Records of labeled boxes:
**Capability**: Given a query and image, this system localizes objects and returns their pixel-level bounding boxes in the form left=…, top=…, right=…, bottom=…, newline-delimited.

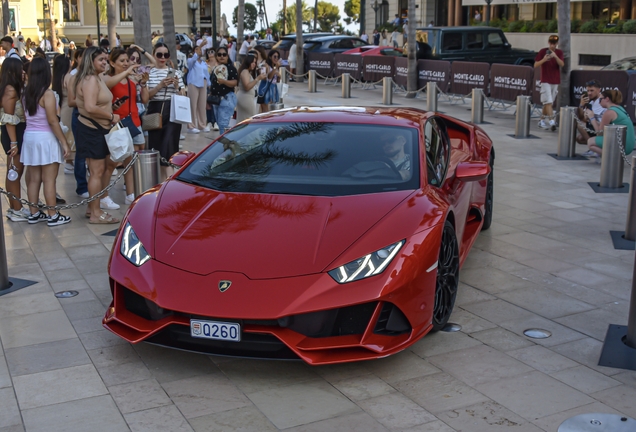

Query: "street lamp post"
left=371, top=0, right=380, bottom=28
left=188, top=2, right=199, bottom=34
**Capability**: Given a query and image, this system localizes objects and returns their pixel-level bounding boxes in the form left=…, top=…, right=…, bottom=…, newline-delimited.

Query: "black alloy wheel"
left=433, top=221, right=459, bottom=331
left=481, top=155, right=495, bottom=231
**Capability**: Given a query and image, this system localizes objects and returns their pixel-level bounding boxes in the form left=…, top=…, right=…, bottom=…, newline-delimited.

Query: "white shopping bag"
left=170, top=95, right=192, bottom=124
left=106, top=123, right=135, bottom=162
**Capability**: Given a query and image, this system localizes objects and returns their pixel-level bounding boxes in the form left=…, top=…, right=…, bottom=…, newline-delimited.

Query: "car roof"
left=249, top=106, right=434, bottom=128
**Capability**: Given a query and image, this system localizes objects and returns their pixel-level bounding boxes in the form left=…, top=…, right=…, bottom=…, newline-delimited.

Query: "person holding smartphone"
left=148, top=42, right=184, bottom=179
left=576, top=80, right=605, bottom=156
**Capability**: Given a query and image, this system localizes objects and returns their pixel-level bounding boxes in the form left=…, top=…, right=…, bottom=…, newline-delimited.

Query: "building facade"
left=4, top=0, right=221, bottom=46
left=365, top=0, right=636, bottom=34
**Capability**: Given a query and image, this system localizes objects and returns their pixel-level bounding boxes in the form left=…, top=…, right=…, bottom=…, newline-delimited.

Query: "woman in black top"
left=210, top=47, right=238, bottom=134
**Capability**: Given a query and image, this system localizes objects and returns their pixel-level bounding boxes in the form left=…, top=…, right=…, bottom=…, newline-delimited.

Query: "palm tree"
left=406, top=0, right=417, bottom=98
left=557, top=0, right=571, bottom=107
left=132, top=0, right=152, bottom=51
left=161, top=0, right=177, bottom=58
left=236, top=0, right=245, bottom=46
left=106, top=0, right=117, bottom=49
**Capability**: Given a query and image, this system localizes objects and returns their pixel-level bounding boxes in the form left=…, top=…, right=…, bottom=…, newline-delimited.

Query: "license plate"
left=190, top=320, right=241, bottom=342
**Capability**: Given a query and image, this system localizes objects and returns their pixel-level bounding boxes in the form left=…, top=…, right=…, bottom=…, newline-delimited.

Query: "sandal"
left=88, top=212, right=120, bottom=224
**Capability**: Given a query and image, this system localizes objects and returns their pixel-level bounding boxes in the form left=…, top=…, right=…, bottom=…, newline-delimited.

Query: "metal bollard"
left=382, top=77, right=393, bottom=105
left=133, top=150, right=161, bottom=197
left=599, top=125, right=627, bottom=188
left=0, top=197, right=11, bottom=291
left=625, top=155, right=636, bottom=243
left=342, top=73, right=351, bottom=99
left=309, top=69, right=316, bottom=93
left=557, top=107, right=576, bottom=158
left=515, top=96, right=531, bottom=138
left=470, top=89, right=484, bottom=124
left=426, top=81, right=437, bottom=111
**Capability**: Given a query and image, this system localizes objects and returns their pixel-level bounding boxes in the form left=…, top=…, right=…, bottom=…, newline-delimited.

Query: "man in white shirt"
left=238, top=35, right=254, bottom=63
left=0, top=36, right=21, bottom=60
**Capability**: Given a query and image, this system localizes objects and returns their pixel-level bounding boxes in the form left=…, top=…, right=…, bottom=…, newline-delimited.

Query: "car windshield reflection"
left=178, top=122, right=419, bottom=196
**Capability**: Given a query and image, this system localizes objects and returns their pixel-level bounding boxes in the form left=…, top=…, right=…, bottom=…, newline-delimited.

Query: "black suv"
left=272, top=33, right=333, bottom=51
left=416, top=26, right=537, bottom=66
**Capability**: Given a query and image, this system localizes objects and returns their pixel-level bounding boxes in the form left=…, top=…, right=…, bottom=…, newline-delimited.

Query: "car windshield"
left=178, top=122, right=420, bottom=196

● WRITTEN PROBLEM
Rewrite all of these lines, replacing "Capability" with "Function" everywhere it appears and changing nothing else. Leave the pictures out of your answer.

● EXERCISE ANSWER
**Function**: Given a query and image, this system localizes objects and returns their pixel-level bounding boxes in the form left=…, top=…, right=…, bottom=…, newline-delimited.


Query: "street lamp post"
left=371, top=0, right=380, bottom=28
left=188, top=2, right=199, bottom=34
**Function**: Given a query and image, this system localizes objects and returns their pixel-level bounding boxes in the form left=…, top=…, right=…, bottom=…, newline-delimited.

Query: "black alloy wheel"
left=433, top=221, right=459, bottom=331
left=481, top=155, right=495, bottom=231
**Function**: Given a query and image, this system localizes objects and returns their pixel-level bounding boxes in the form left=…, top=…, right=…, bottom=…, newline-delimited.

Query: "white shopping bag"
left=170, top=95, right=192, bottom=124
left=106, top=123, right=135, bottom=162
**Function**: Given a query and image, this system localizes objects and returns their pixel-level bounding boxes in the form left=…, top=…, right=…, bottom=…, newline-delimited.

Query: "car roof"
left=249, top=106, right=434, bottom=128
**Function**: Given a query and image, this system localizes objects and returns their pixel-level bounding boxes in the form left=…, top=…, right=…, bottom=…, newline-delimited.

Query: "person holding smartphone"
left=148, top=42, right=184, bottom=179
left=576, top=80, right=605, bottom=156
**Function**: Given a query and image, this system localizes objects and returns their pixel-level bounding boxes in the form left=…, top=…, right=…, bottom=…, newline-delimited.

Query: "building facade"
left=4, top=0, right=221, bottom=46
left=365, top=0, right=636, bottom=34
**Function**: Given a query and image, this system localizes objects and returns their pixel-level bounding boxes in the form left=…, top=…, right=…, bottom=…, newline-delimited.

Query: "woman in black top"
left=210, top=47, right=238, bottom=134
**Function**: Given a query and image, this system localizes objects and returns their pixel-level bounding boxes in the form left=…, top=…, right=…, bottom=…, newline-delimited.

Query: "palm tree"
left=406, top=0, right=417, bottom=98
left=557, top=0, right=571, bottom=107
left=132, top=0, right=152, bottom=51
left=161, top=0, right=177, bottom=58
left=236, top=0, right=245, bottom=46
left=106, top=0, right=117, bottom=49
**Function**: Given a query and image, this system localizes objects and returns their pixel-level bounding boxes in the form left=…, top=…, right=…, bottom=…, newline-delimited.

Query: "license plate"
left=190, top=320, right=241, bottom=342
**Function**: Given a query and image, this system localizes objects and returns their pixel-level bounding boxes in the form left=…, top=…, right=…, bottom=…, newline-delimited.

Query: "sandal"
left=88, top=212, right=120, bottom=224
**Function**: Given a query and image, this system localizes objects and returns their pixel-level bounding boxes in the form left=…, top=…, right=…, bottom=…, newline-delimited.

Query: "metal bollard"
left=382, top=77, right=393, bottom=105
left=133, top=150, right=161, bottom=197
left=599, top=125, right=627, bottom=188
left=0, top=197, right=11, bottom=291
left=625, top=155, right=636, bottom=243
left=342, top=73, right=351, bottom=99
left=309, top=69, right=316, bottom=93
left=557, top=107, right=576, bottom=158
left=515, top=96, right=531, bottom=138
left=470, top=89, right=484, bottom=124
left=426, top=81, right=437, bottom=111
**Function**: Given a query and image, this system localizes objects and returns their pixel-level bounding boxes in the form left=…, top=…, right=…, bottom=…, newline-delimited.

Query: "man in white shirt"
left=238, top=35, right=254, bottom=63
left=0, top=36, right=21, bottom=60
**Function**: Given a query and image, this system localizes objects and returns their pixel-level bounding boxes in the form left=…, top=…, right=…, bottom=…, newline-delimited.

Query: "car windshield reflection"
left=178, top=122, right=419, bottom=196
**Function**: Given a query and image, this system localizes objects and returns their pixel-level bounding boxes in the form left=…, top=…, right=…, bottom=…, newline-delimited.

Query: "black suv"
left=272, top=33, right=333, bottom=51
left=416, top=26, right=537, bottom=66
**Function**: Given a query and image, this system localizes objects and returns their pixel-level bounding boxes in the form left=…, top=…, right=…, bottom=…, newline-delimited.

Query: "car windshield"
left=178, top=122, right=420, bottom=196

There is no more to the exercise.